***** Exercise text
Many people are weary of chiropractic treatment. This is likely due to both the hands-on nature of the practice and the fact that the American Medical Association only accepted chiropractic treatment as a legitimate form of medicine in 1980.
According to the June 2010 issue of The Journal Of the American Board of Family Medicine, chiropractic care is by far the most popular form of “complementary and alternative medicine,” with 74% of patients seeking alternative care choosing chiropractic treatment. Despite the obstacles faced by the profession, its effectiveness has put it on the top of that list.
It is important to understand that one chiropractic adjustment is usually not enough to reset the spine. Chiropractors work to realign the spine. Vertebrae can come out of alignment in a number of ways, including the presence of chronic muscle tension that pulls a bone out of place over time. Other causes of misalignment, like impact or injury, can cause muscles to tense up around the site.
Chiropractic adjustments involves the use of force alongside mobilization techniques to restore mobility and alignment to the back. Tense muscles will be stretched and moved throughout this process. If soreness occurs for a day after treatment, this is likely the simple result of stretching tense muscles. Some chiropractors apply ice to patients after an adjustment to help prevent this soreness.
**********
***** Listed entries
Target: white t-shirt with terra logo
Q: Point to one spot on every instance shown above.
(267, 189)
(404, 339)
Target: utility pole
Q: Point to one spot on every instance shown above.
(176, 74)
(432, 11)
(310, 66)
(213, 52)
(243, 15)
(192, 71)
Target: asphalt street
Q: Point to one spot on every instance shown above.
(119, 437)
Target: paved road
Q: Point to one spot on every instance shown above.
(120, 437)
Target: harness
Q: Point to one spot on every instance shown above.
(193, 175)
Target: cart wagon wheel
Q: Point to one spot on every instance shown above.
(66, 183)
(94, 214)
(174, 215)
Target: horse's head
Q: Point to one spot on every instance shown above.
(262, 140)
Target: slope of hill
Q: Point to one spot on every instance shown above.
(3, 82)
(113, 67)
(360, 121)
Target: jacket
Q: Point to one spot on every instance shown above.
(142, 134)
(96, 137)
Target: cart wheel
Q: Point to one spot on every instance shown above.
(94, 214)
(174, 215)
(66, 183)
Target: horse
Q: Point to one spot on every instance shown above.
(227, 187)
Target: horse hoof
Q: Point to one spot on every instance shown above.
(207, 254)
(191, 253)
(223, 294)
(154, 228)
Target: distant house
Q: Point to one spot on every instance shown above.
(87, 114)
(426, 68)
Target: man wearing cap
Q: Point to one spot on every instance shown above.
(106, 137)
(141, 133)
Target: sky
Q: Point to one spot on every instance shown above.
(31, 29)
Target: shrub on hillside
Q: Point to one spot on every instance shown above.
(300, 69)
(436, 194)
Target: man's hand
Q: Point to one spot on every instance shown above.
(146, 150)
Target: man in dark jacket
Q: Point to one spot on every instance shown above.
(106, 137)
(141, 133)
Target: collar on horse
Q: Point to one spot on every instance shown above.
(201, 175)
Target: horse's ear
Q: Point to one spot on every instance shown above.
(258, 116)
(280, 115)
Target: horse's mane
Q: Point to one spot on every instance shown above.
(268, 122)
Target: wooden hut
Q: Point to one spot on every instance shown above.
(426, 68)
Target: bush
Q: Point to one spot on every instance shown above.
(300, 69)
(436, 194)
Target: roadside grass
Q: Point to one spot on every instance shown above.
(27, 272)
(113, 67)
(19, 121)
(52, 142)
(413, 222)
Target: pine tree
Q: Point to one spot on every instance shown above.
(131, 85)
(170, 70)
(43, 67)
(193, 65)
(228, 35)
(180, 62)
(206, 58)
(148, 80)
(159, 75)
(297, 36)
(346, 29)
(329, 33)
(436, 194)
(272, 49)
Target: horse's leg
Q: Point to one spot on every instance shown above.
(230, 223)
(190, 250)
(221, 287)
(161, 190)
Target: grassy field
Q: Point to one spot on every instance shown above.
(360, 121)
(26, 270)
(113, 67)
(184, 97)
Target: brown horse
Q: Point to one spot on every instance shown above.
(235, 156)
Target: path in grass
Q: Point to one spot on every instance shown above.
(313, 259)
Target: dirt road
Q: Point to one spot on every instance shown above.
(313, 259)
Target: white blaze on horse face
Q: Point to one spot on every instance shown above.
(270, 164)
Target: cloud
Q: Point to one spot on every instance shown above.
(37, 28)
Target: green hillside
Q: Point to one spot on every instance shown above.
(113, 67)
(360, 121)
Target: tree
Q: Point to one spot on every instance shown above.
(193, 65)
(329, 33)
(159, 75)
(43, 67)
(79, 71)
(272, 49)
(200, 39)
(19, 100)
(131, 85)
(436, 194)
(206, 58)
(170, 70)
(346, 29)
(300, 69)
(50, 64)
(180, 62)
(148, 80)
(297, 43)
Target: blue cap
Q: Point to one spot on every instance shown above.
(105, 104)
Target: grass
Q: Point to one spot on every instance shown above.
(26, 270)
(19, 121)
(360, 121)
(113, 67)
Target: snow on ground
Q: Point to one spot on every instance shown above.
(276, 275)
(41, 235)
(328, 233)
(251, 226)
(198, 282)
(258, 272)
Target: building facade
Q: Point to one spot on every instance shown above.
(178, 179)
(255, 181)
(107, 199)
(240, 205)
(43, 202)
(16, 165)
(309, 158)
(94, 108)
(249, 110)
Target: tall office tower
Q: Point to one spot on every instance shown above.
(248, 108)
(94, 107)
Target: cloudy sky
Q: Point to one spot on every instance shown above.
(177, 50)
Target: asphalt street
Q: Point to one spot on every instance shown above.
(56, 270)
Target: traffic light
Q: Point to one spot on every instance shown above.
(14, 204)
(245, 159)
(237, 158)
**********
#### Work task 1
Update the passage on chiropractic care, starting with "Many people are" and going on through "medicine in 1980.", so that "hands-on" is replaced by "manual".
#### Work task 2
Write the next part of the passage on chiropractic care, picking up after its final sentence.
The records are separate material, unrelated to the passage on chiropractic care.

#### Output 1
Many people are weary of chiropractic treatment. This is likely due to both the manual nature of the practice and the fact that the American Medical Association only accepted chiropractic treatment as a legitimate form of medicine in 1980.

#### Output 2
Any pain not associated with simple muscle stretching is the sign of a bad chiropractor. Chiropractors do more course work than medical doctors to obtain their licenses; they have an intricate knowledge of the spine and the nerves it protects. If your chiropractor performs your adjustment wrong, then it is more the chiropractor than chiropractic medicine itself that has harmed you.
It is important for chiropractors to be aware of any medical conditions you may have before even considering an adjustment. Patients over 50, for example, should be screened for osteoporosis, or the loss of bone density that results in brittle, porous bones susceptible to fracture. X-rays, bones scans or mineral density tests should be obtained to confirm or rule out the presence of osteoporosis.
Can chiropractic treatment increase back pain? Not if administered properly. Short-term soreness is the result of your muscles healing, not a faulty procedure.